EXCERPTED DATA start

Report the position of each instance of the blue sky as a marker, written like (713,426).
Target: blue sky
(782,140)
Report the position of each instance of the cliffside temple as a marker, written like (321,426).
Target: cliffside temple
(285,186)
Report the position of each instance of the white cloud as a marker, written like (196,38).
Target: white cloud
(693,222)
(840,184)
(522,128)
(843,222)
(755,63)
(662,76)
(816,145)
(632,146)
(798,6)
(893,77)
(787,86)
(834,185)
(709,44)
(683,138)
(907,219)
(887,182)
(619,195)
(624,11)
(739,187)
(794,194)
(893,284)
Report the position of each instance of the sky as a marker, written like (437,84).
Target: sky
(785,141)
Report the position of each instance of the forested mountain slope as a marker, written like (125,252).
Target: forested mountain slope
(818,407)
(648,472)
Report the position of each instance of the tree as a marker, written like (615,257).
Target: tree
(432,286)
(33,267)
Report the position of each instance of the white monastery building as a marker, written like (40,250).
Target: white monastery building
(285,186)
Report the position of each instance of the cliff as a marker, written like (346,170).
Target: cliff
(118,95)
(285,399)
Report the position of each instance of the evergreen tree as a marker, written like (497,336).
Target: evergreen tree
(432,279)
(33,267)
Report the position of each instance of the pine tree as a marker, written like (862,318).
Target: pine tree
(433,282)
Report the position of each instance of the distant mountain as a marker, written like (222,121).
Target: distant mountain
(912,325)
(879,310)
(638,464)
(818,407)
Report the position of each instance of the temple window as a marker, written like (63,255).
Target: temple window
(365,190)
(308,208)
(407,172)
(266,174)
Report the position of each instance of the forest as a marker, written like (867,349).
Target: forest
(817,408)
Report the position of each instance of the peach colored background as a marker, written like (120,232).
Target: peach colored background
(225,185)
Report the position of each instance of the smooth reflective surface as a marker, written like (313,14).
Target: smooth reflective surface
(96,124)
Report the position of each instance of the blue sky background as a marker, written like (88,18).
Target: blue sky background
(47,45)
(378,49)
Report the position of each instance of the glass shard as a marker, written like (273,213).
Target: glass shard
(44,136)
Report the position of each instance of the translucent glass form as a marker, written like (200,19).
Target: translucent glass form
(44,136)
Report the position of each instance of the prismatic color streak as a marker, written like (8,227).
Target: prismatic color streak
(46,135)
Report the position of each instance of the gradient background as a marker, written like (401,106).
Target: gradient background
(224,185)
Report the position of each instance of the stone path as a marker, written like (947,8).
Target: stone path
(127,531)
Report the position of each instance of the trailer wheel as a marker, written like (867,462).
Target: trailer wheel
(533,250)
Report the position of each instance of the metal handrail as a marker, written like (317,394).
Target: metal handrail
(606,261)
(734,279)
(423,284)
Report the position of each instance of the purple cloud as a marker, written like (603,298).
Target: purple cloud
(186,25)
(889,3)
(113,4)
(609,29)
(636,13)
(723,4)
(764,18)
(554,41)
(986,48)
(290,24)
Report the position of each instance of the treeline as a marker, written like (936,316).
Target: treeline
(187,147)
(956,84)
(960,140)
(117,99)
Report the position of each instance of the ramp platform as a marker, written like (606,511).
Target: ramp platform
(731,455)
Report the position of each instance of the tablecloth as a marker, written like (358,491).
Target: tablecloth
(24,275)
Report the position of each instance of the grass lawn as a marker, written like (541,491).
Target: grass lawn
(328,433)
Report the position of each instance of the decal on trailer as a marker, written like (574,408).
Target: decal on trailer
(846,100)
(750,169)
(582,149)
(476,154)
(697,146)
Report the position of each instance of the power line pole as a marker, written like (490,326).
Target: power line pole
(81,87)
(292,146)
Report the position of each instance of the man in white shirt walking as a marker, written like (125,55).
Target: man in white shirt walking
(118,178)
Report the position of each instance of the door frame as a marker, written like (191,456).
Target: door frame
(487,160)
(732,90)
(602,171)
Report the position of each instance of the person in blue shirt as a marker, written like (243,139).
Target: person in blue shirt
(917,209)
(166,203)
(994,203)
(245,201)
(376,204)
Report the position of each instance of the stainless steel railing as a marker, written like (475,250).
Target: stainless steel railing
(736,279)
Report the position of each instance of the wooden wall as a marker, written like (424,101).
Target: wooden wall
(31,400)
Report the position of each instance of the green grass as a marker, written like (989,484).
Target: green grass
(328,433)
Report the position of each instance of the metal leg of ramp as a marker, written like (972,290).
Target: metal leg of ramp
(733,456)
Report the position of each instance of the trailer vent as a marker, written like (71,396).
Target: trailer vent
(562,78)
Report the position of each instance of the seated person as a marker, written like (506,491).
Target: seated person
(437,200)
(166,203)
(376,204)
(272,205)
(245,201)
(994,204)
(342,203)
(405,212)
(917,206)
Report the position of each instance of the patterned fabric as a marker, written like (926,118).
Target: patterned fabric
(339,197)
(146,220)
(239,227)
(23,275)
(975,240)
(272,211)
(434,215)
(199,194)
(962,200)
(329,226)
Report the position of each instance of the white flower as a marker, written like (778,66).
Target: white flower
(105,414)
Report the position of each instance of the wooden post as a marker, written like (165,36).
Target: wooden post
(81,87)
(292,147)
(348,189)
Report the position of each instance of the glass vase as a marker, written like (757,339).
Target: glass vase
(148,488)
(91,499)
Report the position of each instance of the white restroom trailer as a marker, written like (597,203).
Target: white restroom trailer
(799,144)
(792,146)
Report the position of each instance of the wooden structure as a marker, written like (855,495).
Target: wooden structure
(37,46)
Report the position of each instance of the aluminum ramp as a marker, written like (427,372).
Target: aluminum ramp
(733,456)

EXCERPTED DATA end

» **REQUIREMENTS**
Copy word for word every line of the data, beginning with the line that contains "Report the position of each instance of the glass vase" and continuing through the last line of the data.

» **EXPECTED ANSWER**
Report the position of each instance of the glass vase as a marker, written like (757,339).
Target: glass vase
(148,488)
(91,499)
Report the position of each instance of the white restroom trailer as a marker, written like (597,203).
Target: white restroom trailer
(799,144)
(792,146)
Report the position of each instance of the wooden structure as a marker, written like (855,495).
Target: wooden structure
(37,46)
Report the position of each instance of the aluminum ramp as a marker, written like (427,372).
Target: aluminum ramp
(733,456)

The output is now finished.